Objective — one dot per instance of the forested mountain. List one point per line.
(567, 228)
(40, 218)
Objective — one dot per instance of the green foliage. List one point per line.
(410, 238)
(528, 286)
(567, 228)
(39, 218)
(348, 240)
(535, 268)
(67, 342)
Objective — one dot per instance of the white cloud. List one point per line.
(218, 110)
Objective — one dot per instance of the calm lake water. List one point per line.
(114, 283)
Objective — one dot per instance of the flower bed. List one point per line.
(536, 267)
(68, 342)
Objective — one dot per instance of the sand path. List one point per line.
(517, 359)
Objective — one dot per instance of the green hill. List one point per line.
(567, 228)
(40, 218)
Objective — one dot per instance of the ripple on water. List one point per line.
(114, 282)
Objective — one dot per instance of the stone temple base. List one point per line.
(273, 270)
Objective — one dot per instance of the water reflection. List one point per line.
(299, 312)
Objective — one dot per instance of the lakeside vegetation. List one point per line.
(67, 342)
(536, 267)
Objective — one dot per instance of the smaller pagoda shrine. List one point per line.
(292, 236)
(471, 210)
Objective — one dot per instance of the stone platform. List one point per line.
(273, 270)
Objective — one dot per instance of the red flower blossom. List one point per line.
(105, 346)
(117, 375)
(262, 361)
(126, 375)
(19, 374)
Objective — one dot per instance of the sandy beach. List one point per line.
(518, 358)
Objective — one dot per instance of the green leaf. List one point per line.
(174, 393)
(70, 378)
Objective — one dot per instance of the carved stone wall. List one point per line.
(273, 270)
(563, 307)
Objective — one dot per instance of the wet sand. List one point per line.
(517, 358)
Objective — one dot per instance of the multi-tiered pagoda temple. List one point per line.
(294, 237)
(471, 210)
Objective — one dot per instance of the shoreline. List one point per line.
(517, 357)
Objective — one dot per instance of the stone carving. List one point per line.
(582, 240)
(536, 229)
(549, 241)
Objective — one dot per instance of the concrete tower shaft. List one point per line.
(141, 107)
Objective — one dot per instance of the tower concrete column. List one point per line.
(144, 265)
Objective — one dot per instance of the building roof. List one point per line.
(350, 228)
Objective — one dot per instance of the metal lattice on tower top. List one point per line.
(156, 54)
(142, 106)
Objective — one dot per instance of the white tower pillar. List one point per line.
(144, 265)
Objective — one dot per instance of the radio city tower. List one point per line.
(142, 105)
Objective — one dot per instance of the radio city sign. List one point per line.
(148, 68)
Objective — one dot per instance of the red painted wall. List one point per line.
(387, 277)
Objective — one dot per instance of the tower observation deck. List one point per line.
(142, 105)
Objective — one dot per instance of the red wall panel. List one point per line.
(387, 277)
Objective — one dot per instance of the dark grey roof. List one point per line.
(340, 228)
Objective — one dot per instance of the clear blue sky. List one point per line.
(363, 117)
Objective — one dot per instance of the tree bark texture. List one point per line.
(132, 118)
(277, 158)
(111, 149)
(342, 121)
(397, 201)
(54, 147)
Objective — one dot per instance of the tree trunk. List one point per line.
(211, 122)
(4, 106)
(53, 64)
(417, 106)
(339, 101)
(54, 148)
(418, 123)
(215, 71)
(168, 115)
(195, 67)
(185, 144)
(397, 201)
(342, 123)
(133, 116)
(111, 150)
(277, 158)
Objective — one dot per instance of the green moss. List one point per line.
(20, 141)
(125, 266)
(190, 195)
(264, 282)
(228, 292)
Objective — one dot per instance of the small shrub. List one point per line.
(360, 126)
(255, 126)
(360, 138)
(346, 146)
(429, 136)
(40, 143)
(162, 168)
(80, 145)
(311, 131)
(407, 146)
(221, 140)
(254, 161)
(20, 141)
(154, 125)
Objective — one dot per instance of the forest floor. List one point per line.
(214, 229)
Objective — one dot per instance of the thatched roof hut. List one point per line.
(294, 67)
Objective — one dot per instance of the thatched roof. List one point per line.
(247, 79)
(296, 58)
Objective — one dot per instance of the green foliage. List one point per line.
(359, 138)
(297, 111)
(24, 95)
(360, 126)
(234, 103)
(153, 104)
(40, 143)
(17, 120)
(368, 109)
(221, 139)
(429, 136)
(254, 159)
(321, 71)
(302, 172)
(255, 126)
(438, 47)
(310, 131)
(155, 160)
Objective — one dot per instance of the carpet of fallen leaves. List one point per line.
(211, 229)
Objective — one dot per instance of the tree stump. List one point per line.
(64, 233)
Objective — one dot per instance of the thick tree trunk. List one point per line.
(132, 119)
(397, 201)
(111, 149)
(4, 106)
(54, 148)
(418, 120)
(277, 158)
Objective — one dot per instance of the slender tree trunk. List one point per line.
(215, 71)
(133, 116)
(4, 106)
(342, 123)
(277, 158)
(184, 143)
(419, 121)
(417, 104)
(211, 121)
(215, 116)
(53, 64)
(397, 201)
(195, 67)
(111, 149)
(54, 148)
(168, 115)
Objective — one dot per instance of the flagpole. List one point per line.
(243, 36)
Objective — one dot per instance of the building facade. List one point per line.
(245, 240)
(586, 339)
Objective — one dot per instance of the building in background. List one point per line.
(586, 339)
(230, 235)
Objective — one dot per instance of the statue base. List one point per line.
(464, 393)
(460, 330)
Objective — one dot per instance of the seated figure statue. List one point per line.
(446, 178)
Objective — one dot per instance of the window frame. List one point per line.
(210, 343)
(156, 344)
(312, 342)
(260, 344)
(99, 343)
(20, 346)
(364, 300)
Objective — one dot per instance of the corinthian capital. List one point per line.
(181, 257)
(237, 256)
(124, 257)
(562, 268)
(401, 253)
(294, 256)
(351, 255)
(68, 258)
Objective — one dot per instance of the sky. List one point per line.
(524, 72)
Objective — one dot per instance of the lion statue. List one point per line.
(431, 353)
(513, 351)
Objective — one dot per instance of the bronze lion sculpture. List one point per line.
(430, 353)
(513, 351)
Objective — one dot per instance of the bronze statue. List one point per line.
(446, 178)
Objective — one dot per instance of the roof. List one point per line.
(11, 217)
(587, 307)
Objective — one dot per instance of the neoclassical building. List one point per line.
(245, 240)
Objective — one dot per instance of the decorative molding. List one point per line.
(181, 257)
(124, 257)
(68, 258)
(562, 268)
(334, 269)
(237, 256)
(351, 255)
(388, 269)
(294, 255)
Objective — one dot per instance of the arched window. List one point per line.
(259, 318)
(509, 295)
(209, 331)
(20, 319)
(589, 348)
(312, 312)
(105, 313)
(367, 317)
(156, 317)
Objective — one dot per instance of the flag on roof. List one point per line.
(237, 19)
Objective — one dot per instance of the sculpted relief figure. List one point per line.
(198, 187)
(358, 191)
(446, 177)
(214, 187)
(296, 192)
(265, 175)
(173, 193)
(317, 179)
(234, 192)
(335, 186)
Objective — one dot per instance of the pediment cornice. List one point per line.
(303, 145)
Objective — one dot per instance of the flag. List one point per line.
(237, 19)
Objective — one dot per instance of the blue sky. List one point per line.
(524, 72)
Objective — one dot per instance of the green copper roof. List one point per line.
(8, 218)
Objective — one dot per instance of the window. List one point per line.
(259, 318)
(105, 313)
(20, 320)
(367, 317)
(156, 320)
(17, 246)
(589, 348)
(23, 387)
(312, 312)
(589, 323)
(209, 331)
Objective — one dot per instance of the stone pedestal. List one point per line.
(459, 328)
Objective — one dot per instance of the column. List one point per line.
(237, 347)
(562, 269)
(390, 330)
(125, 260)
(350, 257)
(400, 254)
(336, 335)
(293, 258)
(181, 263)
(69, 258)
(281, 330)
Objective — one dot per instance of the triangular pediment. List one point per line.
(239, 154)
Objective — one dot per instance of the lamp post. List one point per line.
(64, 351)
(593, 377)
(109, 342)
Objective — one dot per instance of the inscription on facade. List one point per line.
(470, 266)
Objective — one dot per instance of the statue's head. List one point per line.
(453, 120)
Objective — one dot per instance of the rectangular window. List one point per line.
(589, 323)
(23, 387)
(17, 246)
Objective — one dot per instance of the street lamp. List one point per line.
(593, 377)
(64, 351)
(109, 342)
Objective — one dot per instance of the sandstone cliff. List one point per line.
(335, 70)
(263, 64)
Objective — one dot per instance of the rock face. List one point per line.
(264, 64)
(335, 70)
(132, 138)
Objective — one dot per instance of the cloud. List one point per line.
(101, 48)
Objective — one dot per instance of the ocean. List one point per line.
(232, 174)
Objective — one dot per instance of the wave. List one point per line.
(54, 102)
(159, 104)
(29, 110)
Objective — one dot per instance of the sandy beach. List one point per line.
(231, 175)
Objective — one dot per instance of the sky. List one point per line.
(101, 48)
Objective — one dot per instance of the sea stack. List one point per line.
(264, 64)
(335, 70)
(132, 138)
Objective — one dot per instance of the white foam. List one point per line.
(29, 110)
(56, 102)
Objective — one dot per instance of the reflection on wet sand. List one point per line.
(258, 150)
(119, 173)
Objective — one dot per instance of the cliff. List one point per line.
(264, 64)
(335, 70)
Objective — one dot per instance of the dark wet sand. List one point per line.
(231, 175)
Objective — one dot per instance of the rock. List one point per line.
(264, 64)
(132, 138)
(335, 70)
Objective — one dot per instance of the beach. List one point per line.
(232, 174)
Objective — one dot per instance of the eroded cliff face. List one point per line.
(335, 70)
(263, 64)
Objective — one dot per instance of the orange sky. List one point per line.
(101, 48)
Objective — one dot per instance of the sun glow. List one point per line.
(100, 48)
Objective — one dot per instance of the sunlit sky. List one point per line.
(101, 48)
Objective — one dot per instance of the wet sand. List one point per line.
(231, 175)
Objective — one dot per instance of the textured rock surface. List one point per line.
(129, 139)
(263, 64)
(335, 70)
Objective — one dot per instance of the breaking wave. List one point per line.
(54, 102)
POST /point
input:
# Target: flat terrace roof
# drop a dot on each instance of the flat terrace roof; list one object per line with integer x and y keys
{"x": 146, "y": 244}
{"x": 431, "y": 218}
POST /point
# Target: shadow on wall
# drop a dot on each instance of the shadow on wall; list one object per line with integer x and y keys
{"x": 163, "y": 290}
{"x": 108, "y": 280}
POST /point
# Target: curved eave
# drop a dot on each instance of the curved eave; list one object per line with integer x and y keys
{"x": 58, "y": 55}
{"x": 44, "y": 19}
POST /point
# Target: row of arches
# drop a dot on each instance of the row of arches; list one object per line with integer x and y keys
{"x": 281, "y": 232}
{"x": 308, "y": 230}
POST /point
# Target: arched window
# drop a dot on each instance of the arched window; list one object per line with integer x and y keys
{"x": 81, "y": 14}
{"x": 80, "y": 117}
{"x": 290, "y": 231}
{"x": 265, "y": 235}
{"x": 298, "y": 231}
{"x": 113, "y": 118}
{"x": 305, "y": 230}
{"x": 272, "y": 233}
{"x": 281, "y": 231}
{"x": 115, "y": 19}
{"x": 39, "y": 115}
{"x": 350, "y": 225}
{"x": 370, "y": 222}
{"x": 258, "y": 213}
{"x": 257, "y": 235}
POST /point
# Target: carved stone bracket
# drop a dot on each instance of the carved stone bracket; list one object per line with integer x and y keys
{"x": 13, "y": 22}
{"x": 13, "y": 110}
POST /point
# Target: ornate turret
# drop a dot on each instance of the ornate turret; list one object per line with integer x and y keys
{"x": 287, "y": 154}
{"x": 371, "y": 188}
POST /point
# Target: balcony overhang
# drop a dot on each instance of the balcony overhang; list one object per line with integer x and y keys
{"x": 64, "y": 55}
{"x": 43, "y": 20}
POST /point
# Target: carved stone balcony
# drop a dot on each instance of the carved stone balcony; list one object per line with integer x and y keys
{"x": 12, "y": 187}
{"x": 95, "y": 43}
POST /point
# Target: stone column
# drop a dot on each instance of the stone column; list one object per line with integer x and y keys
___
**ASSIGNED TASK**: Send back exactly the lines of the listing above starting at the one with "# Target: row of arches" and ending at the one with "# Target: arched window", inclusive, and no others.

**EXERCISE RESULT**:
# Target: row of arches
# drop a dot on each instance of the row of arches; list one object per line with integer x and y keys
{"x": 281, "y": 232}
{"x": 308, "y": 230}
POST /point
# Target: arched window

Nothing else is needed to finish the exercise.